- _PROVIDED DATA_
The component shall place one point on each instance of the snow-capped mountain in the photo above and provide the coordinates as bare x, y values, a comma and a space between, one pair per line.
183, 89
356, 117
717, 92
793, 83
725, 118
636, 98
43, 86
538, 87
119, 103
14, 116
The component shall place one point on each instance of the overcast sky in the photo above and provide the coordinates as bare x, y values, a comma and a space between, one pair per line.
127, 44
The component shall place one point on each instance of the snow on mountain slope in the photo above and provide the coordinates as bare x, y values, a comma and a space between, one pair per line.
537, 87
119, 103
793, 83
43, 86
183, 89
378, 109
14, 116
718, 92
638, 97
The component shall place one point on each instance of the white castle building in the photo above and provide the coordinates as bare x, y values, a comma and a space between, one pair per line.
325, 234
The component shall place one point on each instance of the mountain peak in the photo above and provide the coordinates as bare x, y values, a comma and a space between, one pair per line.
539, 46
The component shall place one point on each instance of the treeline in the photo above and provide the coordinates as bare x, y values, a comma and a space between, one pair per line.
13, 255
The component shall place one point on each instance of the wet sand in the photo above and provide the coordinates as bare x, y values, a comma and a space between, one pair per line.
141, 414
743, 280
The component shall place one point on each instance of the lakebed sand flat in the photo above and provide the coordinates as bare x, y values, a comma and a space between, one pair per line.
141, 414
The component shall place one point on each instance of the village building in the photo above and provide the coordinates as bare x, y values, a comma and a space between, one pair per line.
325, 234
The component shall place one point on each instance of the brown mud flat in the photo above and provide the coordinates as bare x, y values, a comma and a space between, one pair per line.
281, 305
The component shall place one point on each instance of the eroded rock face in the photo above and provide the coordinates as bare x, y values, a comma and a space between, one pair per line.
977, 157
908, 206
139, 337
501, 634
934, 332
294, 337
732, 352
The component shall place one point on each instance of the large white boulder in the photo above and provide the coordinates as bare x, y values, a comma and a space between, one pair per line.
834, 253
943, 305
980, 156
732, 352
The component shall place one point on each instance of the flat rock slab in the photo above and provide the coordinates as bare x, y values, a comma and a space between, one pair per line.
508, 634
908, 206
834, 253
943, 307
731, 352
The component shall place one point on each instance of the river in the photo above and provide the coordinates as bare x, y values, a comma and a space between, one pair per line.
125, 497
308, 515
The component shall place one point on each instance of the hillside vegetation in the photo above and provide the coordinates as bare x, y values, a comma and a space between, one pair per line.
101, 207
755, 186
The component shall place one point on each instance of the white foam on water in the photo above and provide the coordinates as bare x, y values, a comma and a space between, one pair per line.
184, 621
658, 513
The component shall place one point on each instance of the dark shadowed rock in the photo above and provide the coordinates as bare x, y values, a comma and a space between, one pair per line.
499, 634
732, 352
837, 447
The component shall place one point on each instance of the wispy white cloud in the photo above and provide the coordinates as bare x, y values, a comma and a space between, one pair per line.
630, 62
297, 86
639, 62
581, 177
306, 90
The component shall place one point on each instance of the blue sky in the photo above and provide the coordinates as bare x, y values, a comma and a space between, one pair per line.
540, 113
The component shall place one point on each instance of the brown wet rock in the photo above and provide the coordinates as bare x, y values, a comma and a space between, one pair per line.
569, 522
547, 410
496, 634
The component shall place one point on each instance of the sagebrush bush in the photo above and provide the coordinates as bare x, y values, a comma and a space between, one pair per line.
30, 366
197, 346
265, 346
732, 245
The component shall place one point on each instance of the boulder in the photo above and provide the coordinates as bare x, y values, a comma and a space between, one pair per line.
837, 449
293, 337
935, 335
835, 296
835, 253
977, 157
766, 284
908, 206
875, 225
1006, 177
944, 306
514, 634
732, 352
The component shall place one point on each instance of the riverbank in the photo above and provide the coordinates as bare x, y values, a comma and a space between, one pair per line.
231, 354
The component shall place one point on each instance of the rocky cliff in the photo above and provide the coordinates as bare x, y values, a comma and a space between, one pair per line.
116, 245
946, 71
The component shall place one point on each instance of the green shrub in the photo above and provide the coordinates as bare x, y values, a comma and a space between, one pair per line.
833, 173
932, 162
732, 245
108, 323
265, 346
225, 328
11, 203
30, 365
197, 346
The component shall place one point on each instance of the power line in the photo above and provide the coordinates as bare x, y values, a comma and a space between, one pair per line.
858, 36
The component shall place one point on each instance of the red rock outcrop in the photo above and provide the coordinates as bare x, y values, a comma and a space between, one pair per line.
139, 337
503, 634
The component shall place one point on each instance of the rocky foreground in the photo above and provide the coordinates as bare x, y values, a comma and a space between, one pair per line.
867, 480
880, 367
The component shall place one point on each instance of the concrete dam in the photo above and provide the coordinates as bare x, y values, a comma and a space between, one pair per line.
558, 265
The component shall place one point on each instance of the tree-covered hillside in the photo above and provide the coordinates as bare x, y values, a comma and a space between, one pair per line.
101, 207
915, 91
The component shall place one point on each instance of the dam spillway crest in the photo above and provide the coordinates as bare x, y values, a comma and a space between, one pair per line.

- _INSTRUCTIONS FOR THE TASK_
Give the listing above again in full, exactly as written.

- _ANSWER SECTION_
The component shall place one point on each instance of the snow-capped mountain in the photo above and provide the coordinates as bare x, y values, a comma and a space between, one pair per line.
183, 89
356, 117
717, 92
793, 83
725, 118
636, 98
43, 86
538, 87
119, 103
14, 116
The component shall place one point on each instance of the overcast sky in the photo above and provide the coordinates as bare x, y values, a comma and a space between, one pair per line.
127, 44
The component shall place one point on each instance of the snow on mountain slope in the photo above and provide the coordinates as bare x, y values, a comma and a space between, one pair per line.
537, 87
119, 103
793, 83
43, 86
183, 89
378, 109
14, 116
718, 92
638, 97
The component shall place one point on each instance of the white castle building in the photo above and provide the coordinates as bare x, y values, a comma and a space between, one pair per line.
325, 234
The component shall place one point on each instance of the mountain peak in the photo above and provide the coordinates as bare x, y values, a comma and a space between, one pair per line.
539, 46
The component shall place one point on each instance of the treeline in the photo above and provide the coordinates as bare x, y values, a comma and a space between, one pair per line.
13, 255
The component shall place one point on each instance of the wet sand in the photo above and provide the coordinates as bare x, y values, a comma and a space between, one pair per line.
141, 414
743, 280
The component shall place one point on each instance of the lakebed sand flat in the photo above and provide the coordinates as bare x, y values, a comma and a space between, one pair per line.
141, 414
The component shall place one point on each instance of the village building in the photo above and provide the coordinates as bare x, y values, a comma and a space between, one pair per line.
325, 234
The component shall place one point on each instance of the brown mud flat in the photo above and provide the coordinates as bare x, y values, a comma and a space between, one pair per line.
281, 305
The component shall place one point on each instance of the eroded rock face in the photo above and provide the coordinates as bare x, y values, a comma and a space between, one pair per line.
977, 157
908, 206
139, 337
501, 634
934, 332
294, 337
732, 352
The component shall place one point on each instance of the large white boulder in the photo above and provide the coordinates as bare x, y values, a comma and a space between, one pair per line.
834, 253
943, 305
980, 156
732, 352
The component shall place one point on each instance of the flat rock slab in the photo above and provide the coordinates as bare x, y values, a comma and a space between, one pair per line.
508, 634
908, 206
834, 253
943, 307
731, 352
The component shall place one point on each instance of the river in the photo above and provide the coordinates as bare x, y values, a comma and a space between, one pair per line.
125, 497
308, 515
The component shall place one point on each instance of the hillside vegetation in the photo above and provide the coordinates as bare x, y values, a comma and a space between, one pair per line.
101, 207
755, 186
The component shall place one point on each instance of the white foam on water in the photo above and provide the coordinates as bare x, y values, a comma and a space between, one pair per line.
184, 621
658, 513
The component shall place one point on each instance of the dark shadowed rock in the photo above and provide the coordinates as bare x, y values, a comma and a space between, one pair per line.
499, 634
732, 352
837, 447
The component shall place one point on each instance of the wispy white cloud in the photo above and provide the coordinates as bare x, y values, a comma and a space between, one pair per line.
630, 62
297, 86
639, 62
581, 177
306, 90
The component shall place one point on each instance of the blue sky in the photo above and provide the coordinates as bare x, y values, a comma and a space between, one pair per line.
540, 113
The component shall place one point on each instance of the brown wet rock in the photo above and provide the coordinates as bare x, y values, a comma and a space between, one pair per line.
569, 522
547, 410
496, 634
The component shall place one point on each instance of the sagebrush bush in the photo above and provide the coordinates as bare x, y values, a comma and a space between, one pair per line.
30, 366
197, 346
265, 346
732, 245
The component shall place one point on each instance of the boulder in the photo above and provide the coordinates as bare x, y values, a comma and a space between, one pair per line.
837, 449
293, 337
935, 335
835, 296
835, 253
977, 157
766, 284
908, 206
875, 225
1006, 177
944, 306
514, 634
732, 352
The component shall place one point on each instance of the riverbank in the photo above and provide the coordinates as bare x, y values, a comma and a space between, one pair per line.
231, 354
The component shall place one point on each instance of the rocky cliff in the photo above and provide the coordinates as bare x, y values, a comma and a space between, one pair per line.
116, 245
946, 71
The component shall place one point on each instance of the green shrub in the photo above and provide the coordinates as bare x, y values, a comma and a space between, one pair per line.
833, 173
932, 162
732, 245
108, 323
265, 346
225, 328
11, 203
30, 365
197, 346
The component shall place one point on each instance of the power line in the photo above and provide the coordinates as bare x, y values, a comma and a space between, one pair per line.
858, 36
The component shall place one point on each instance of the red rock outcrop in the photo above and provide the coordinates as bare x, y values, a comma and a space between, one pair per line.
139, 337
503, 634
The component shall place one point on each instance of the rocky foreground in the photo above and provide the coordinates as bare x, y values, a comma and a space between, one pair per line.
867, 480
880, 367
The component shall place one point on each instance of the concrete dam in the photo above and provide the coordinates as bare x, y values, a comma and a space between, one pair per line.
558, 265
The component shall place one point on each instance of the tree-covered hillside in the photo above and provide the coordinates as bare x, y values, a comma and a space between, one pair per line.
101, 207
915, 91
The component shall place one point on each instance of the dam spillway crest in the photo above and provide the coordinates as bare x, y values, a comma and a space between, one pair per line.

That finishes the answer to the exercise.